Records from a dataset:

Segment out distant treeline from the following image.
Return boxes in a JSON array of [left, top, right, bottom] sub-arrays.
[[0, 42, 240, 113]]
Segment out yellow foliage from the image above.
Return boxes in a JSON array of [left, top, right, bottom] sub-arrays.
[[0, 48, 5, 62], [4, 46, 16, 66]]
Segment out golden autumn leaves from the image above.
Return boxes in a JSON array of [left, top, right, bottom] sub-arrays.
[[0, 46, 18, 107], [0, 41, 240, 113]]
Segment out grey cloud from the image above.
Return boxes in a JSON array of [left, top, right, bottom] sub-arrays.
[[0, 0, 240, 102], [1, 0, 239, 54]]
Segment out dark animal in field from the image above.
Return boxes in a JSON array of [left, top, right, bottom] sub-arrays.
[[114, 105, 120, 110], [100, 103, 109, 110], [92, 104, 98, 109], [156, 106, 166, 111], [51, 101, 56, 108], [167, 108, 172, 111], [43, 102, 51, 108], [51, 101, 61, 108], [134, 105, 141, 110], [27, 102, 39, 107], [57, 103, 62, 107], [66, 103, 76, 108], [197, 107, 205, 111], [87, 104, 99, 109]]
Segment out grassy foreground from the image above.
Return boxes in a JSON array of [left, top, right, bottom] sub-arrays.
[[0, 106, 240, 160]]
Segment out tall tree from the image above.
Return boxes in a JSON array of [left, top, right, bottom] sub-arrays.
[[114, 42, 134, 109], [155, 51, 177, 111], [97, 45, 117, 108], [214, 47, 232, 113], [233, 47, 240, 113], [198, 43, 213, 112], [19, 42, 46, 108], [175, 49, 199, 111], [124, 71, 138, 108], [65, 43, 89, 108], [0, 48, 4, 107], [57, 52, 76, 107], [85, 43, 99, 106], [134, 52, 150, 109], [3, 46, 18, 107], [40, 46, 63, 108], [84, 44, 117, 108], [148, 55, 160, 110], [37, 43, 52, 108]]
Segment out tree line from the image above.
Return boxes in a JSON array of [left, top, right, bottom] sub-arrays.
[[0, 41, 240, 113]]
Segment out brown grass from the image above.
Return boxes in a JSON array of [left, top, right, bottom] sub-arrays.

Task requirements: From the data above, give the number of lines that hold "image", without anything else.

Exercise output: 9